* **YOUR GOAL**
Can you resume the forum post about merging video tracks with AVMutableComposition, starting right after its final sentence?

## START TEXT EXTRACT

Here is some of my code (without the exporter as I don't need to export anything anywhere, just do stuff after the AVMutableComposition combines the items.

func merge() {
    if let firstAsset = controller.firstAsset, secondAsset = self.asset {

        let mixComposition = AVMutableComposition()

        let firstTrack = mixComposition.addMutableTrackWithMediaType(AVMediaTypeVideo,
                                                                     preferredTrackID: Int32(kCMPersistentTrackID_Invalid))
        do {
            //Don't need now according to not being able to edit first 14seconds.

            if(CMTimeGetSeconds(startTime) == 0) {
                self.startTime = CMTime(seconds: 1/600, preferredTimescale: Int32(600))
            }
            try firstTrack.insertTimeRange(CMTimeRangeMake(kCMTimeZero, CMTime(seconds: CMTimeGetSeconds(startTime), preferredTimescale: 600)),
                                           ofTrack: firstAsset.tracksWithMediaType(AVMediaTypeVideo)[0],
                                           atTime: kCMTimeZero)
        } catch _ {
            print("Failed to load first track")
        }


        //This secondTrack never appears, doesn't matter what is inside of here, like it is blank space in the video from startTime to endTime (rangeTime of secondTrack)
        let secondTrack = mixComposition.addMutableTrackWithMediaType(AVMediaTypeVideo,
                                                                     preferredTrackID: Int32(kCMPersistentTrackID_Invalid))
//            secondTrack.preferredTransform = self.asset.preferredTransform
        do {
            try secondTrack.insertTimeRange(CMTimeRangeMake(kCMTimeZero, secondAsset.duration),
                                           ofTrack: secondAsset.tracksWithMediaType(AVMediaTypeVideo)[0],
                                           atTime: CMTime(seconds: CMTimeGetSeconds(startTime), preferredTimescale: 600))
        } catch _ {
            print("Failed to load second track")
        }

        //This part appears again, at endTime which is right after the 2nd track is suppose to end.
        do {
            try firstTrack.insertTimeRange(CMTimeRangeMake(CMTime(seconds: CMTimeGetSeconds(endTime), preferredTimescale: 600), firstAsset.duration-endTime),
                                           ofTrack: firstAsset.tracksWithMediaType(AVMediaTypeVideo)[0] ,
                                           atTime: CMTime(seconds: CMTimeGetSeconds(endTime), preferredTimescale: 600))
        } catch _ {
            print("failed")
        }
        if let loadedAudioAsset = controller.audioAsset {
            let audioTrack = mixComposition.addMutableTrackWithMediaType(AVMediaTypeAudio, preferredTrackID: 0)
            do {
                try audioTrack.insertTimeRange(CMTimeRangeMake(kCMTimeZero, firstAsset.duration),
                                               ofTrack: loadedAudioAsset.tracksWithMediaType(AVMediaTypeAudio)[0] ,
                                               atTime: kCMTimeZero)
            } catch _ {
                print("Failed to load Audio track")
            }
        }
    }
}

Edit

Apple states that "Indicates instructions for video composition via an NSArray of instances of classes implementing the AVVideoCompositionInstruction protocol. For the first instruction in the array, timeRange.start must be less than or equal to the earliest time for which playback or other processing will be attempted (note that this will typically be kCMTimeZero). For subsequent instructions, timeRange.start must be equal to the prior instruction's end time. The end time of the last instruction must be greater than or equal to the latest time for which playback or other processing will be attempted (note that this will often be the duration of the asset with which the instance of AVVideoComposition is associated)."

## END TEXT EXTRACT
## START PROVIDED INFORMATION

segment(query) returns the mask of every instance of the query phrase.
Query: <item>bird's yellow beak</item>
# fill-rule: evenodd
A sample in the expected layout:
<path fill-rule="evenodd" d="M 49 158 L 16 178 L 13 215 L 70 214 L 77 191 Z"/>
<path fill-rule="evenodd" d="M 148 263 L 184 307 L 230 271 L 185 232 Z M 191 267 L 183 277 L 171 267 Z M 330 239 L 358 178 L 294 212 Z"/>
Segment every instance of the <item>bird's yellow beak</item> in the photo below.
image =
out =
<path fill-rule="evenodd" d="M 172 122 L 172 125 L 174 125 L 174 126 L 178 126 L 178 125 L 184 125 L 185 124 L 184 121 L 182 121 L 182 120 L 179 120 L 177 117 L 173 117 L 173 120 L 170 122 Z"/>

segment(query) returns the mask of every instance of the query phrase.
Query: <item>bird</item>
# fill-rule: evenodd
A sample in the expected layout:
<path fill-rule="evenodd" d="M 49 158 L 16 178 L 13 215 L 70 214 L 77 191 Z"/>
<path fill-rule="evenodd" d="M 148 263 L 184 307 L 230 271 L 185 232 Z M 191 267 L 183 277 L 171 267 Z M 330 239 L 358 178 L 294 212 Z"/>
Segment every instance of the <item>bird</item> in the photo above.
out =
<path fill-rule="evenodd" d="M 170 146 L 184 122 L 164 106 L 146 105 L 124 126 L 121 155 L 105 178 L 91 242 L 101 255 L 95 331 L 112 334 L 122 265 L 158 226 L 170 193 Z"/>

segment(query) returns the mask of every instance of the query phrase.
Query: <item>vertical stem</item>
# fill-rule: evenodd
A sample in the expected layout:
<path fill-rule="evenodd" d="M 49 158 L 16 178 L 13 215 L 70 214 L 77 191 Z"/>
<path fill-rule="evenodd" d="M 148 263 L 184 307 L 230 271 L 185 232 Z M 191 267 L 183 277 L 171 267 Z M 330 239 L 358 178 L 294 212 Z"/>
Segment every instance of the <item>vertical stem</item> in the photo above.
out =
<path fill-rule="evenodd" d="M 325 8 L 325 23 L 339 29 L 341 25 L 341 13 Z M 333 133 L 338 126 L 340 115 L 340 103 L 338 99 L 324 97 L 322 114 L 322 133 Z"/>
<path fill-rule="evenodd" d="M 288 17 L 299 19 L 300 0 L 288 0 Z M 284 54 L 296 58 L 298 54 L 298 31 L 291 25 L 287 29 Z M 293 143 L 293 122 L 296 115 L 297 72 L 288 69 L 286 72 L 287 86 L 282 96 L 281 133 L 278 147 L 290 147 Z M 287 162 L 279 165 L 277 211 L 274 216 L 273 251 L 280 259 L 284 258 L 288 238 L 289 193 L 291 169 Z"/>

## END PROVIDED INFORMATION

* **FINAL ANSWER**
This just states that the entire composition must be layered inside instructions if you decide to use ANY instructions (this is what I am understanding). Why is this? How would I just apply instructions to say track 2 on this example without applying changing track 1 or 3 at all:

Track 1 from 0 - 10sec, Track 2 from 10 - 20sec, Track 3 from 20 - 30sec.

Any explanation on that would probably answer my question (if it is doable).

When you say _the second track is never there_ do you mean you see the composition's background instead or the palyback stops right after the first track? — Max Pevsner, Sep 08 '16 at 11:51
I mean the first track plays, it goes BLANK, and when the 2nd track is done, it goes back to the first track — impression7vx, Sep 08 '16 at 14:09
What transform do you apply to the second track? Maybe it's just located outside the frame of the videoComposition. — Max Pevsner, Sep 08 '16 at 14:23
Well as it stands, if I just combine 2 tracks into an `AVMutableComposition()` then it doesn't even work. The code above just cuts out the 2nd track, as if it is not allowed to have 2 `AVMediaTypeVideo` tracks, make sense? In the code above I am not performing any transforms — impression7vx, Sep 08 '16 at 14:28
In the question you wrote you use two different tracks with different sizes and different prefferedTransforms, so I was wondering how do you deal with the differences. — Max Pevsner, Sep 08 '16 at 14:31
Yea, still working on that. I have 2 ways of going about this. The above code (preferred way), uses `preferredTransforms` but the 2nd track is never showing. So, I can't use different `preferredTransforms` because the 2nd track never shows. Now, I can use `AVAssetExportSession` (I think, still working on it), but it takes about 60 seconds to merge everything. — impression7vx, Sep 08 '16 at 15:04
Are you using the simulator to work with this? I'm not sure if this helps but the simulator doesn't work with AVExportSession. — zsteed, Nov 14 '16 at 16:10
I actually have figured a partial answer. The project is on a slow turn right now, but when it is all completed, I will post as an answer. — impression7vx, Nov 14 '16 at 16:38

score 5 · Accepted Answer · answered May 05 '17 at 06:05

Ok, so for my exact problem, I had to apply specific transforms CGAffineTransform in Swift to get the specific result we wanted. The current one I am posting works with any picture taken/obtained as well as video

//This method gets the orientation of the current transform. This method is used below to determine the orientation
func orientationFromTransform(_ transform: CGAffineTransform) -> (orientation: UIImageOrientation, isPortrait: Bool) {
    var assetOrientation = UIImageOrientation.up
    var isPortrait = false
    if transform.a == 0 && transform.b == 1.0 && transform.c == -1.0 && transform.d == 0 {
        assetOrientation = .right
        isPortrait = true
    } else if transform.a == 0 && transform.b == -1.0 && transform.c == 1.0 && transform.d == 0 {
        assetOrientation = .left
        isPortrait = true
    } else if transform.a == 1.0 && transform.b == 0 && transform.c == 0 && transform.d == 1.0 {
        assetOrientation = .up
    } else if transform.a == -1.0 && transform.b == 0 && transform.c == 0 && transform.d == -1.0 {
        assetOrientation = .down
    }

    //Returns the orientation as a variable
    return (assetOrientation, isPortrait)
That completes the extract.